Copy out the entire listing below word for word, leaving the pictures out of your reproduction.
[Start ENTRIES]
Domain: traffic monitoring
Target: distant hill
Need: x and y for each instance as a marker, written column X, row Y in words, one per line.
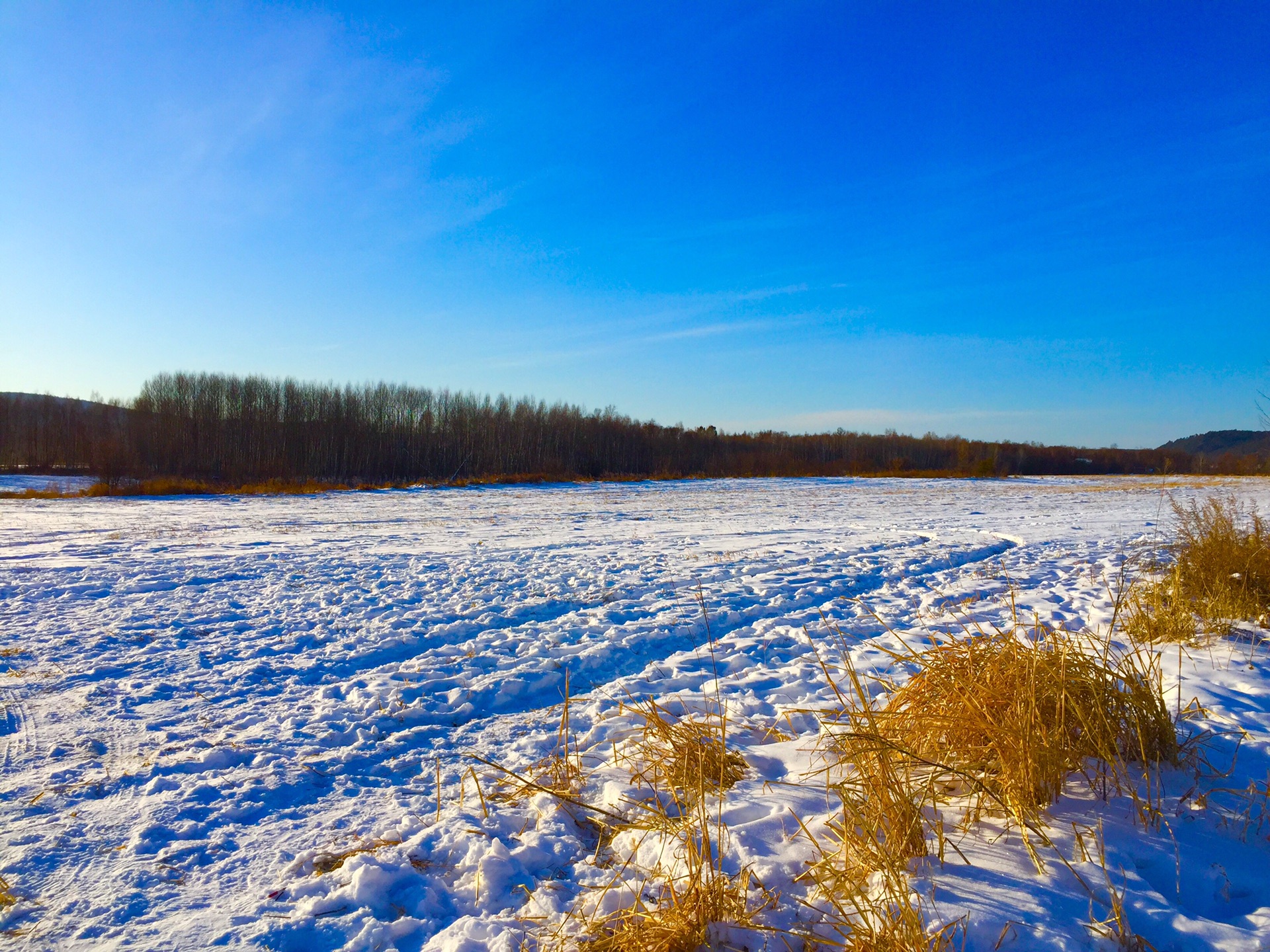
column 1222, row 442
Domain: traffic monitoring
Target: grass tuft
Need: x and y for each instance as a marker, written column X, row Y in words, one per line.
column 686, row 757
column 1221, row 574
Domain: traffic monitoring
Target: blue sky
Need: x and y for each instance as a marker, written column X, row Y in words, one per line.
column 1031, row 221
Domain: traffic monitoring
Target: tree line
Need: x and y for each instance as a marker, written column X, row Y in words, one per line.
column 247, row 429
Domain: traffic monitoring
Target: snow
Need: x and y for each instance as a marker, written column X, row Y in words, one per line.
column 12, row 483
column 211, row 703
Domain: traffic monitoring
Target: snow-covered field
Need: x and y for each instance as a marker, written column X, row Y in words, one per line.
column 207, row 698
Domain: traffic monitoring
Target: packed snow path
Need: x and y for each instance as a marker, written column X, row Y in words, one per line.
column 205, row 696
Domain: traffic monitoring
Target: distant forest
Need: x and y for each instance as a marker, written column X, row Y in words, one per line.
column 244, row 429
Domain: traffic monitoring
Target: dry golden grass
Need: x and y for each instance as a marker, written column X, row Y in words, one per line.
[End ENTRIES]
CORRECT RESPONSE
Domain: traffic monitoring
Target: distant hill
Need: x and y for each instance as a marker, written column X, row Y in words, one per line.
column 1222, row 442
Domain: traffic monitoring
Target: grass tuft
Need: x and y for each instance as a marker, written column X, row Y in words, one per line.
column 686, row 757
column 1221, row 574
Domain: traffic monitoring
Target: blue sky
Need: x and y for each instance as a marker, written column X, row Y in words, one per line.
column 1031, row 221
Domain: traffic monitoring
Target: tree line
Need: x and y for each instance as a marker, written column X, row Y in words, one per line.
column 247, row 429
Domain: traffic monitoring
Target: snow
Need: x and y for each instance as a marker, written column X, row Y in words, one per line.
column 12, row 483
column 211, row 703
Domain: traffic monitoring
Target: snow-covered field
Need: x and y for each instance as a marker, written column X, row Y in words, one per line.
column 207, row 698
Domain: traffic monitoring
Target: packed snow path
Need: x and y for each instance as a marker, written column X, row Y in words, one per line.
column 205, row 696
Domain: traffic monitoring
Target: distant forest
Need: x and y for each instance as a marker, written column X, row Y in words, one per line.
column 244, row 429
Domain: traffic monitoring
Target: dry golden grass
Need: x and y for each instance as a marker, written column X, row Y in words, one per line.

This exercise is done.